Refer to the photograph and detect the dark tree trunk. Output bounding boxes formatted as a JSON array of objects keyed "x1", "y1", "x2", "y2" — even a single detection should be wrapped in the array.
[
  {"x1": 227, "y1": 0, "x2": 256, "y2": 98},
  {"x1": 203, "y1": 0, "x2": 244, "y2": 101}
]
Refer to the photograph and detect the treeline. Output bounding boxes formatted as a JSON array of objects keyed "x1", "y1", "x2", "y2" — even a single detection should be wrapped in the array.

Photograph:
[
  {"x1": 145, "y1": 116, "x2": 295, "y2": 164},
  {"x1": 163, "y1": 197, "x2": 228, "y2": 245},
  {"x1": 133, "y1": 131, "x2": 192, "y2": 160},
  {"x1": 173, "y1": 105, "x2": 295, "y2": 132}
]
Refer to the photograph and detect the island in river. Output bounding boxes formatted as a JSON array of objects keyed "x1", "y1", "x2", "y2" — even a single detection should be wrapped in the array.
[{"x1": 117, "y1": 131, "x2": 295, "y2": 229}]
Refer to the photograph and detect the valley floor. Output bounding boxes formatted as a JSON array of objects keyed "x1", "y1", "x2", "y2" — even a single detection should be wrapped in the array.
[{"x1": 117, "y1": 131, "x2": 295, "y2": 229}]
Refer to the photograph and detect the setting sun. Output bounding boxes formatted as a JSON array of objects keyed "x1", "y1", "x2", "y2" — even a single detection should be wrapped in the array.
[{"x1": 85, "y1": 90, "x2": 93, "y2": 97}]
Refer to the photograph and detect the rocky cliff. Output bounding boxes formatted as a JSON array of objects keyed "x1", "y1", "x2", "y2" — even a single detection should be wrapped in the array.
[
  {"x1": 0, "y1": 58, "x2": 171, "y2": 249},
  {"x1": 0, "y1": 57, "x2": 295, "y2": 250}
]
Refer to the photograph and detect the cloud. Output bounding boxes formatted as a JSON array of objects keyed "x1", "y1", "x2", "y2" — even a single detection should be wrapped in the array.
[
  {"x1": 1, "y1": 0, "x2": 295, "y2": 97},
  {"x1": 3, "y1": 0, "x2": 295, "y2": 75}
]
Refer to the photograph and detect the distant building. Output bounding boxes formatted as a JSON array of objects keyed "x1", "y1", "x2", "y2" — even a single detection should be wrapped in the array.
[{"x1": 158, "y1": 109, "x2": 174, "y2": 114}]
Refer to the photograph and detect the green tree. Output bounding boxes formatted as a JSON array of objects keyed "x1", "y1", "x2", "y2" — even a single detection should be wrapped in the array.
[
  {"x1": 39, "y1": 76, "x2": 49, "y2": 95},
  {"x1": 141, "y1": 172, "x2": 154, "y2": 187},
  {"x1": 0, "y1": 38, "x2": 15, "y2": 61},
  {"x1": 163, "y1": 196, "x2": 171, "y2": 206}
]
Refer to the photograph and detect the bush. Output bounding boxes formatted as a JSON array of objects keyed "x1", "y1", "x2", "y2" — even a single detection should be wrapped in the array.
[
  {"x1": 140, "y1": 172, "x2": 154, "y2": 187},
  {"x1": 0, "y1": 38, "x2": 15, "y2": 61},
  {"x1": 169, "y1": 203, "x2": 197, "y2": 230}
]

TASK INSTRUCTIONS: Transcribe each of the items above word for word, reproducing every line without any change.

OUTPUT FOR THIS TASK:
Refer to the photograph and detect the dark tree trunk. Output bounding boxes formatted as a JSON array of objects keyed "x1", "y1", "x2", "y2" — even a single detection should be wrapped in the array.
[
  {"x1": 227, "y1": 0, "x2": 256, "y2": 98},
  {"x1": 203, "y1": 0, "x2": 244, "y2": 101}
]
Refer to the photograph and detect the treeline. Output bounding boxes formatted as a JSON array of objects keyed "x1", "y1", "x2", "y2" — even a single detection should be wrapped in the array.

Photograph:
[
  {"x1": 145, "y1": 116, "x2": 295, "y2": 164},
  {"x1": 163, "y1": 197, "x2": 228, "y2": 245},
  {"x1": 133, "y1": 131, "x2": 192, "y2": 160},
  {"x1": 173, "y1": 105, "x2": 295, "y2": 132}
]
Refer to the photograph and detect the island in river. Output bounding boxes formatted as a JSON array of objects keyed "x1", "y1", "x2", "y2" — even a single detection should be wrapped in the array.
[{"x1": 117, "y1": 131, "x2": 295, "y2": 229}]
Refer to the photograph and detect the valley floor. Output bounding boxes formatted as a JSON array of objects keyed "x1", "y1", "x2", "y2" — even a single detection should be wrapped in the array.
[{"x1": 117, "y1": 131, "x2": 295, "y2": 229}]
Refer to the photograph and detect the setting sun. Output bounding boxes formatted as a JSON array of objects keyed "x1", "y1", "x2", "y2" — even a single detection should be wrapped in the array.
[{"x1": 85, "y1": 90, "x2": 93, "y2": 97}]
Refer to the photograph and detect the rocky cliff. Output bounding boxes formatted as a JSON array of objects keyed "x1", "y1", "x2", "y2" — even a single detection should be wrapped in the array.
[
  {"x1": 0, "y1": 58, "x2": 171, "y2": 249},
  {"x1": 0, "y1": 57, "x2": 295, "y2": 250}
]
Refer to the photograph and detect the cloud. Output bounding boxes formatted as a JSON array of objects keyed "x1", "y1", "x2", "y2" — even a single detection should be wrapped in the array.
[
  {"x1": 1, "y1": 0, "x2": 295, "y2": 97},
  {"x1": 3, "y1": 0, "x2": 295, "y2": 75}
]
Refer to the photograph and detect the distant building. Output bounding boxes formatted as a JSON array of objects keyed "x1", "y1", "x2", "y2" — even a single detection should be wrapped in the array.
[{"x1": 158, "y1": 109, "x2": 174, "y2": 114}]
Refer to the photograph and detect the green tree. Output bounding boxes formatted as a JSON array of objects keyed "x1", "y1", "x2", "y2" — even a single detection should be wrapped in the array.
[
  {"x1": 39, "y1": 76, "x2": 49, "y2": 95},
  {"x1": 141, "y1": 172, "x2": 154, "y2": 187},
  {"x1": 0, "y1": 38, "x2": 15, "y2": 61},
  {"x1": 163, "y1": 196, "x2": 171, "y2": 206}
]
Refer to the photograph and detect the bush. Output bounding boxes formatted as a JSON array of objects keyed "x1", "y1", "x2", "y2" — even a single detection should be wrapped in the array.
[
  {"x1": 140, "y1": 172, "x2": 154, "y2": 187},
  {"x1": 0, "y1": 38, "x2": 15, "y2": 61},
  {"x1": 169, "y1": 203, "x2": 197, "y2": 230}
]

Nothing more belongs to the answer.